> _To do_
[1] Transcribe the part of the hospital story starting at "Back on the" and ending at "gift from God.".
[2] In the hospital story, during which hours does the local medical center handle emergencies?
[3] Translate this sentence from the hospital story into Spanish: "I half expected a waiting room packed with gunshot victims but found it strangely vacant."

Like a woman giving birth I eventually had to tell my wife that it was time to go to the hospital.  We set off in the darkness for our local medical center only to find out that emergencies only happen there between the hours of 8am to 10pm.  "ER."  I mumbled and moaned.  We set off back down the road when I pleaded for her to pull over.  Modesty becomes non-existent in the face of pain and clinging to the side of a dumpster I heaved and tried to pee.  I was half expecting one of our local Police Department's finest to approach me and site me for public drunkenness. 

Back on the road I passed what seemed like an eternity but was likely ten minutes, before arriving at the hospital.  I half expected a waiting room packed with gunshot victims but found it strangely vacant.  It was a simple gift from God. 


I was escorted back to a bed and lay helplessly as a nurse prepped my arm for relief.  In the midst of it all a man rolled in a cart and commenced asking for my insurance card and payment details.  Thankfully my wife was there to deal with him as I received an initial narcotic before they wheeled me off for a CT scan of my gut.  Everyone has their stories about medical care in America but as I reflect I have to question a system that is more concerned with getting payment details than actually treating the illness.  This is not to disparage the nurses or the doctors, it just seems like the last thing a person writhing in pain should be concerned with is producing an insurance card.  Even with insurance I can still only wonder what this all cost me.  It makes me question what is next, perhaps the nurse will present you with a list of costs for all services and I will decide which ones to receive.  Yes, I will take the catheter but the pain killer is just too expensive.

Items in a dataset:
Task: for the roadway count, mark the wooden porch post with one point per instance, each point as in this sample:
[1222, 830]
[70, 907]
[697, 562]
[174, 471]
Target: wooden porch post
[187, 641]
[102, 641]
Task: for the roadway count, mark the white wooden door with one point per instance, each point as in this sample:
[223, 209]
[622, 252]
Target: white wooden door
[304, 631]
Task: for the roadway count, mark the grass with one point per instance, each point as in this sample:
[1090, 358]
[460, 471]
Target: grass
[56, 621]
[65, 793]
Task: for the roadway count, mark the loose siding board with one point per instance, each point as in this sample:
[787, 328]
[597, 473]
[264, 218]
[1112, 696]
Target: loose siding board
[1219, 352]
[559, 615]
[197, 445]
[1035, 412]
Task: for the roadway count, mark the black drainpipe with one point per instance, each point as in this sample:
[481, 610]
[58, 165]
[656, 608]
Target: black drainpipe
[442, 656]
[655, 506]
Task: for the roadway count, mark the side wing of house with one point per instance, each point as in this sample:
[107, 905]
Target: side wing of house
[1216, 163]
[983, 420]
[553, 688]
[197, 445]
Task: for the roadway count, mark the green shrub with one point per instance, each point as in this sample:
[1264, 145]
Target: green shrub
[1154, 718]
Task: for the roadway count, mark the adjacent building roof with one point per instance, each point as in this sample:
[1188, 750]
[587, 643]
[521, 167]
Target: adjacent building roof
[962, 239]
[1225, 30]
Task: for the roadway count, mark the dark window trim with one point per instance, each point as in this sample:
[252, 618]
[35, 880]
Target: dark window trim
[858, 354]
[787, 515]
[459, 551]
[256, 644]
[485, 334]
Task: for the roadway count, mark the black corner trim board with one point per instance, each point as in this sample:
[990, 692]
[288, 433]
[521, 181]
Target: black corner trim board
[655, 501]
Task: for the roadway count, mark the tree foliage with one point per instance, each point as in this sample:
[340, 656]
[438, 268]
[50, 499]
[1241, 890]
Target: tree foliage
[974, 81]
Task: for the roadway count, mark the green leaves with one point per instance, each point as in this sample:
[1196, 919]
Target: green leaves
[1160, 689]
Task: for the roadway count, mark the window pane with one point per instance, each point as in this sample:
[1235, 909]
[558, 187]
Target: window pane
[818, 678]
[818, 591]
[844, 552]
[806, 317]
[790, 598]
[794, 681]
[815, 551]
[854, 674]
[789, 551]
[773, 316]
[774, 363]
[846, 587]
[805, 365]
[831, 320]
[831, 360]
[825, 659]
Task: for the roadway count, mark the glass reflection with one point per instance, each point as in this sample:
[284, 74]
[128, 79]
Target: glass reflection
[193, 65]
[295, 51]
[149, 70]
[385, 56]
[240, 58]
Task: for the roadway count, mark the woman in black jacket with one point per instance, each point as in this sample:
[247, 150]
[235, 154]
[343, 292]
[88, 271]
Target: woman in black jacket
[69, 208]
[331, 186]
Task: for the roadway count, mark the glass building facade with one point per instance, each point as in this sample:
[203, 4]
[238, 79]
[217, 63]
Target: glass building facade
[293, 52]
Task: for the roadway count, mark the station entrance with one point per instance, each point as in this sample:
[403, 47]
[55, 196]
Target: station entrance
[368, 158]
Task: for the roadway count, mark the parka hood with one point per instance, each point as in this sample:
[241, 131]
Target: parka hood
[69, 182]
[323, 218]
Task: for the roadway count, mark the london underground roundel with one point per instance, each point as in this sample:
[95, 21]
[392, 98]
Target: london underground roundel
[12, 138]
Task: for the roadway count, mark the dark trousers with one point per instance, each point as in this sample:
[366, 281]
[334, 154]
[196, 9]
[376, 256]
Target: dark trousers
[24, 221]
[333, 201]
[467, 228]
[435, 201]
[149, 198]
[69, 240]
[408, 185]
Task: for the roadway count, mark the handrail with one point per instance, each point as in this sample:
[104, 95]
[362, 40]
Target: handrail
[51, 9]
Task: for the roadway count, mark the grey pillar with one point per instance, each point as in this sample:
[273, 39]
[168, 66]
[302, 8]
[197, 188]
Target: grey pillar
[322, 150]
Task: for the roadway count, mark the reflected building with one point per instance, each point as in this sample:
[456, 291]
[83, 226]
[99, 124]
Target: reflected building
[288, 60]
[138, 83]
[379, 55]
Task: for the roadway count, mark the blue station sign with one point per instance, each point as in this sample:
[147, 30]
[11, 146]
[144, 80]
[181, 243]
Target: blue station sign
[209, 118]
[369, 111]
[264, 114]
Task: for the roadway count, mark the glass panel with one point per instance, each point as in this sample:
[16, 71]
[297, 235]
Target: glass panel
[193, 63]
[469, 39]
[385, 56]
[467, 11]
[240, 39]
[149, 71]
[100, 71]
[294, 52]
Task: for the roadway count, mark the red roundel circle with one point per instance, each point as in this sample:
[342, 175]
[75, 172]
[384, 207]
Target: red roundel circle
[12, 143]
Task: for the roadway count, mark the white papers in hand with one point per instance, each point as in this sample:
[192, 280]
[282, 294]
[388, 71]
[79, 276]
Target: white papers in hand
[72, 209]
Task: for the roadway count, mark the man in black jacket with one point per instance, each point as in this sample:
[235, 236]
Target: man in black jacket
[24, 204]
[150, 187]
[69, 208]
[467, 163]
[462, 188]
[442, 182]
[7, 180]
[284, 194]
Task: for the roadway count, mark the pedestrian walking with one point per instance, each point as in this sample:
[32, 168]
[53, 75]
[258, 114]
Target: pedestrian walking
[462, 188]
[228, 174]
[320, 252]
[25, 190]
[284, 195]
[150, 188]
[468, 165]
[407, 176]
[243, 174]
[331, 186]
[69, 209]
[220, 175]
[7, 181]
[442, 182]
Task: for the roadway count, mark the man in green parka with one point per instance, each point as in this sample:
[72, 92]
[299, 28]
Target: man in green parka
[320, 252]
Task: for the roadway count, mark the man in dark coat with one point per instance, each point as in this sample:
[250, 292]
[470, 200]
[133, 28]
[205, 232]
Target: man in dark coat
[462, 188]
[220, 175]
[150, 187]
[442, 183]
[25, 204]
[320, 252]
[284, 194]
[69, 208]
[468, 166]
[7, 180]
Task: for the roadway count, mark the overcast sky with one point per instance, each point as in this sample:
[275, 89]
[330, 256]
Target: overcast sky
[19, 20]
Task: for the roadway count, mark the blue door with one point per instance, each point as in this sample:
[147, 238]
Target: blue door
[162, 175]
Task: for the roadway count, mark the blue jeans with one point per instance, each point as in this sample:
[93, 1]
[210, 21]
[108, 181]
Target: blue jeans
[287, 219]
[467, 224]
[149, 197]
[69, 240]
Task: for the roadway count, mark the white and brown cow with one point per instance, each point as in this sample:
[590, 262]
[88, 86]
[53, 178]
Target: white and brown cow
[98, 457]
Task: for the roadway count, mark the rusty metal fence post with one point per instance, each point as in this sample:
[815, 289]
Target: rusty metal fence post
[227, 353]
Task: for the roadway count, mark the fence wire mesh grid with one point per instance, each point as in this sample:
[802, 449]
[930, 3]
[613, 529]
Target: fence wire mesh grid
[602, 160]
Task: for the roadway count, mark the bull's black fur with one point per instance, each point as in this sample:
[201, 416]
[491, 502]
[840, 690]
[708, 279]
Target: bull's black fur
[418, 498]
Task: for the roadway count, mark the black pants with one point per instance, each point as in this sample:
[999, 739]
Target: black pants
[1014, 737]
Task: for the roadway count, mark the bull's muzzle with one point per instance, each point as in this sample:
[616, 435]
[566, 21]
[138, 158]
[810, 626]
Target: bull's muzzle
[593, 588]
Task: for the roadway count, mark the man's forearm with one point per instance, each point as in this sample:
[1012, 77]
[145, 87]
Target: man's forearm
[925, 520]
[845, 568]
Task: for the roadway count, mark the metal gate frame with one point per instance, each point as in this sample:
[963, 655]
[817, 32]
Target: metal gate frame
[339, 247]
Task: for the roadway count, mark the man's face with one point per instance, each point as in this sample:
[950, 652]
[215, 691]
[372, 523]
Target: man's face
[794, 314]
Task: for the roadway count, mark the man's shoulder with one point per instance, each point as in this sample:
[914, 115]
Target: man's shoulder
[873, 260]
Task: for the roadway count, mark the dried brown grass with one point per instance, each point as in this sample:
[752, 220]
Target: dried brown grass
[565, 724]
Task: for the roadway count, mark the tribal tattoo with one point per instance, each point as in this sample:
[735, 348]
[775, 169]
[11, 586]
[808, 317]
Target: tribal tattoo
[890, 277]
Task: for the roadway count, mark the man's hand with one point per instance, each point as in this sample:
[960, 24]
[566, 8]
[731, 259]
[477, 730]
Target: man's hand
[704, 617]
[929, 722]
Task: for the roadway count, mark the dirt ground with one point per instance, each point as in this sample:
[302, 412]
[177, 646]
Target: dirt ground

> _Responses for each task_
[1]
Back on the road I passed what seemed like an eternity but was likely ten minutes, before arriving at the hospital.  I half expected a waiting room packed with gunshot victims but found it strangely vacant.  It was a simple gift from God.

[2] Between 8am and 10pm.

[3] Medio esperaba una sala de espera llena de víctimas de disparos, pero la encontré extrañamente vacía.